WORK TO BE COMPLETED:
Rewrite the data from the line containing "Practice step: pick out every instance of the tree" down to the line containing "[(26, 26), (336, 14)]", both included, shifting the answer coordinates by adding 71 to every number and keeping all other lines as they are. Omit the picture.

= = = = = = =

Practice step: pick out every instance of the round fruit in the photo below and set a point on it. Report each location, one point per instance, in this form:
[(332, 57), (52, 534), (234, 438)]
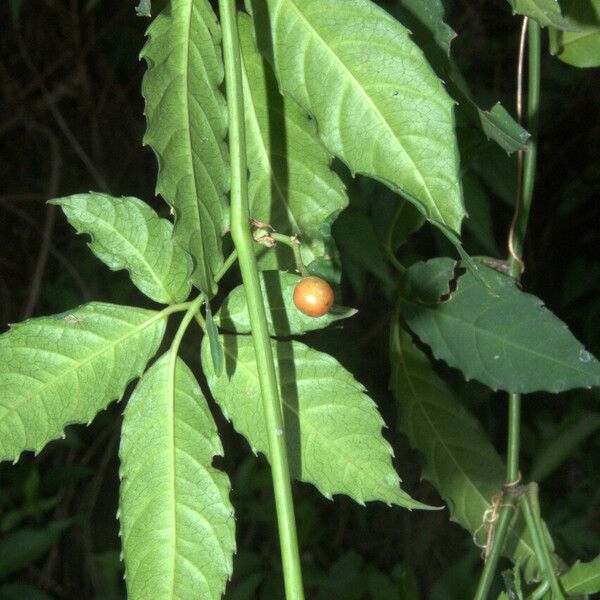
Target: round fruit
[(313, 296)]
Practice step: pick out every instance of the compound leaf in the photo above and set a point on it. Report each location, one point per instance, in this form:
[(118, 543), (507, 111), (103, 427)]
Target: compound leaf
[(283, 317), (378, 104), (581, 48), (127, 234), (501, 336), (291, 185), (582, 578), (66, 368), (177, 524), (545, 12), (332, 428), (187, 124), (459, 459)]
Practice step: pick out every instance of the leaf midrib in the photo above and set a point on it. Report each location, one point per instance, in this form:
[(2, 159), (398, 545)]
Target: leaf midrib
[(399, 492), (142, 258), (440, 439), (494, 336), (39, 391), (373, 105), (267, 164)]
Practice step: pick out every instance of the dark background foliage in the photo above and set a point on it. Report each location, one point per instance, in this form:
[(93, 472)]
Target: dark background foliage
[(71, 120)]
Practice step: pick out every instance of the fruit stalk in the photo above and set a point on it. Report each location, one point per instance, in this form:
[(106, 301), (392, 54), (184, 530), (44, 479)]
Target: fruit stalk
[(244, 244)]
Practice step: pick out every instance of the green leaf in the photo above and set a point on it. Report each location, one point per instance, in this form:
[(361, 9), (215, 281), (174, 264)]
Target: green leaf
[(177, 523), (216, 351), (581, 48), (27, 545), (406, 221), (127, 234), (502, 337), (143, 8), (425, 18), (545, 12), (582, 578), (64, 369), (283, 317), (22, 591), (479, 224), (572, 433), (359, 244), (332, 428), (378, 104), (291, 186), (187, 125), (497, 123), (459, 459), (430, 15)]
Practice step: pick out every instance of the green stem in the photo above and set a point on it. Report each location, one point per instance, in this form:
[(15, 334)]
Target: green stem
[(244, 244), (518, 230), (295, 246), (491, 564), (226, 266), (192, 310), (531, 511), (540, 591), (529, 158)]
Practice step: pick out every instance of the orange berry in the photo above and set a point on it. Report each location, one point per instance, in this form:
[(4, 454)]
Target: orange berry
[(313, 296)]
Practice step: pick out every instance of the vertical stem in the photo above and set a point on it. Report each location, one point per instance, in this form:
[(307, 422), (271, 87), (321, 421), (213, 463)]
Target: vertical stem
[(518, 229), (529, 159), (242, 239), (531, 512)]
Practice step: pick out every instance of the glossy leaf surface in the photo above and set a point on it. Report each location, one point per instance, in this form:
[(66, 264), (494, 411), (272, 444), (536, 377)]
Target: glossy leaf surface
[(64, 369), (291, 185), (500, 336), (187, 125), (378, 104), (127, 234), (332, 428), (459, 459), (545, 12), (177, 524)]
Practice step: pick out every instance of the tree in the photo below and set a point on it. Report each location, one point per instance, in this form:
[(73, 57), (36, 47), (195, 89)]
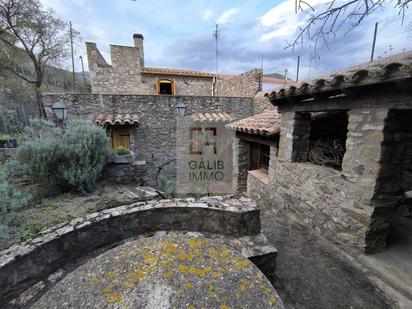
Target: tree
[(26, 26), (336, 14)]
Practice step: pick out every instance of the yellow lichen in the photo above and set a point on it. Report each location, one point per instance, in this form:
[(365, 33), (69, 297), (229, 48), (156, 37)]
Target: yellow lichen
[(243, 285), (111, 275), (168, 274), (182, 268), (224, 253), (94, 281), (114, 298)]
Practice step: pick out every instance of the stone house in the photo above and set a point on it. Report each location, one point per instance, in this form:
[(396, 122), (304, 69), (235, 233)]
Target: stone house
[(256, 143), (344, 162), (127, 74), (147, 125)]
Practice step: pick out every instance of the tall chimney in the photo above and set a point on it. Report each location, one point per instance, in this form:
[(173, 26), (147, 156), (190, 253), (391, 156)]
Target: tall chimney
[(138, 43)]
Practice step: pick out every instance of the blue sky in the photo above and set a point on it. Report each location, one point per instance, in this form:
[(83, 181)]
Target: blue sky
[(179, 33)]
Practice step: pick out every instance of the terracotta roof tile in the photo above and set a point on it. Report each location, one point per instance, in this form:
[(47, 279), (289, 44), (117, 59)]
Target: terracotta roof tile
[(116, 119), (395, 68), (266, 123), (211, 117)]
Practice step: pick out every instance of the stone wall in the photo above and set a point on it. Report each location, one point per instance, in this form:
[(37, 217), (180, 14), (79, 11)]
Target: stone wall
[(240, 165), (6, 154), (134, 172), (258, 184), (155, 138), (25, 264), (341, 205), (125, 76), (336, 203), (261, 103), (243, 85)]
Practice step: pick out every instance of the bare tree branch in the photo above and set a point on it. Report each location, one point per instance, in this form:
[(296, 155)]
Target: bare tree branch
[(26, 26), (326, 22)]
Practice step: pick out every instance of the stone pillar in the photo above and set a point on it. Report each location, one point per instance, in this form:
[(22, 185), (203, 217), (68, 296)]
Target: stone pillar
[(240, 165), (294, 137), (360, 163), (272, 164), (362, 166)]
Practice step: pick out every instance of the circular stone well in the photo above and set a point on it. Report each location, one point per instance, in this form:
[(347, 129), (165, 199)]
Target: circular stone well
[(173, 271)]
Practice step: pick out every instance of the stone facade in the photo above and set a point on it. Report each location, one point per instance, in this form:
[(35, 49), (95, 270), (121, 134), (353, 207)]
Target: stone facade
[(261, 103), (127, 74), (154, 140), (258, 184), (6, 154), (240, 165), (350, 206), (134, 172), (243, 85)]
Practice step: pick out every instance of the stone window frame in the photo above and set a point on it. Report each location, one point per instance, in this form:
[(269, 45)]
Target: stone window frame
[(166, 80), (258, 150)]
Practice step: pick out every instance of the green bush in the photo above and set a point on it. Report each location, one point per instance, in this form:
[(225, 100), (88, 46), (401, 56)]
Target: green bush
[(121, 151), (69, 161), (11, 200), (5, 137)]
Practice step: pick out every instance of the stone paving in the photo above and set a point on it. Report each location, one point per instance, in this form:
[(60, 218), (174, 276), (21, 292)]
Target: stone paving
[(311, 273)]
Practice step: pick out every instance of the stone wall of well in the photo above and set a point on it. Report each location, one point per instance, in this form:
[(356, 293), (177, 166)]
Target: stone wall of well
[(23, 265), (243, 85), (155, 137)]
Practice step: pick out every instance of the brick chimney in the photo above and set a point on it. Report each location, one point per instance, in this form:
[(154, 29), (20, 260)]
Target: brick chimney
[(138, 43)]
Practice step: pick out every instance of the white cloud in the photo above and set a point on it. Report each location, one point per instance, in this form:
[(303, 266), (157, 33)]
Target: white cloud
[(207, 14), (227, 15), (282, 20)]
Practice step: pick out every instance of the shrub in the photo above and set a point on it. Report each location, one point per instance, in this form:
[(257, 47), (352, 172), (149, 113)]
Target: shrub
[(5, 137), (120, 150), (11, 200), (70, 161)]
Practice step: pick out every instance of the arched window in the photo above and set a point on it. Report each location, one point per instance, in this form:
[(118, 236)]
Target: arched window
[(166, 86)]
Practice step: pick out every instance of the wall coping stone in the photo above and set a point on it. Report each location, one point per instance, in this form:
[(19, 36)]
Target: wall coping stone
[(29, 262), (260, 175)]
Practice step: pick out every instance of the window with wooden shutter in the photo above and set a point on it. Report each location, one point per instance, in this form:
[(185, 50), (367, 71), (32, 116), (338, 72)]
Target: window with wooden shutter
[(165, 86), (120, 137), (259, 156)]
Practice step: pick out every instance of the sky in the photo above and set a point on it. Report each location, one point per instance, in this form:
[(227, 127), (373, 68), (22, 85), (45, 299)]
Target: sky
[(180, 34)]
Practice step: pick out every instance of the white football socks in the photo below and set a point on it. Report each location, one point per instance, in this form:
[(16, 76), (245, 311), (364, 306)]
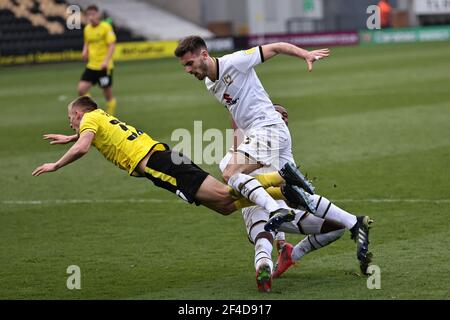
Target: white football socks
[(263, 253), (252, 189), (327, 210), (314, 242)]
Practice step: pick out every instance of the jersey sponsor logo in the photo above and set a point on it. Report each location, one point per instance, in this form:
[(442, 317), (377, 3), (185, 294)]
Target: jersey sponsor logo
[(229, 100), (250, 51), (104, 81), (227, 79)]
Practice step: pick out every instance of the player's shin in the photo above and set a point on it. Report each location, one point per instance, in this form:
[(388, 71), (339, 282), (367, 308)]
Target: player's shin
[(251, 189), (271, 179), (242, 202), (315, 241), (325, 209), (111, 106)]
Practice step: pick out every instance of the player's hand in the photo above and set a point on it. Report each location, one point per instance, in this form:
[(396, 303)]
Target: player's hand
[(57, 138), (46, 167), (315, 55)]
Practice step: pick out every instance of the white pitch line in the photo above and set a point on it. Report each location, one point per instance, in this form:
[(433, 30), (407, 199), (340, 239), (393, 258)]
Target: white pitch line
[(82, 201), (99, 201)]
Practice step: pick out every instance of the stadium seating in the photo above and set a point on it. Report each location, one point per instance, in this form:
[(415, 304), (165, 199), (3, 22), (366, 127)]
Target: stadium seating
[(30, 26)]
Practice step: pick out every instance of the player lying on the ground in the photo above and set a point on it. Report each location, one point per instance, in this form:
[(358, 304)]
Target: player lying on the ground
[(327, 226), (134, 151)]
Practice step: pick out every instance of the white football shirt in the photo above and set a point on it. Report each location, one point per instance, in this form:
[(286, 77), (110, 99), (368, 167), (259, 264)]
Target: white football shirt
[(238, 88)]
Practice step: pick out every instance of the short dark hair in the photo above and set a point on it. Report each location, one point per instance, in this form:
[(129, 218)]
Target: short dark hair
[(190, 44), (84, 103), (92, 7)]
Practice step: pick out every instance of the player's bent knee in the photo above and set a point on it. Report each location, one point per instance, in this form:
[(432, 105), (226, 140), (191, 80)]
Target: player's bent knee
[(329, 226), (265, 235)]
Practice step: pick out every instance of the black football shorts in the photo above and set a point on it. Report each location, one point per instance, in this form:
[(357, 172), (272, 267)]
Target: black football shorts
[(101, 77), (176, 173)]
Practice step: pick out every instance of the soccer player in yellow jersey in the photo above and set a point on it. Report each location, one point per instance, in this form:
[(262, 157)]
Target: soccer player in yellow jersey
[(136, 152), (98, 50)]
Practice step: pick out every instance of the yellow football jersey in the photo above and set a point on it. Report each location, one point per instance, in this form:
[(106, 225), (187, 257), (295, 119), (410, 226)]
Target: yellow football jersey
[(97, 39), (120, 143)]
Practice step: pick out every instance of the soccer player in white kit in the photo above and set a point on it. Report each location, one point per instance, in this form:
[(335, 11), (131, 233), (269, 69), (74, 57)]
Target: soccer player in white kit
[(234, 82)]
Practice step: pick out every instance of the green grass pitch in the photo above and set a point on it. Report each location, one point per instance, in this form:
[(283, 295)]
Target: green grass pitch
[(371, 125)]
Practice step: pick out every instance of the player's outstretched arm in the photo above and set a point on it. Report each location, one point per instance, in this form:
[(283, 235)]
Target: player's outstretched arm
[(79, 149), (60, 138), (271, 50)]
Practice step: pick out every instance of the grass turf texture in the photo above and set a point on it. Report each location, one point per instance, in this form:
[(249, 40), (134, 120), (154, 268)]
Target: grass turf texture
[(370, 125)]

= = = = = = =

RESPONSE TO THIS TASK:
Practice step: pick out every instance of the tree in the photo below and set a point on it. Report each location, one point per instance, in this form:
[(73, 57), (36, 47), (195, 89)]
Target: tree
[(97, 97), (407, 85)]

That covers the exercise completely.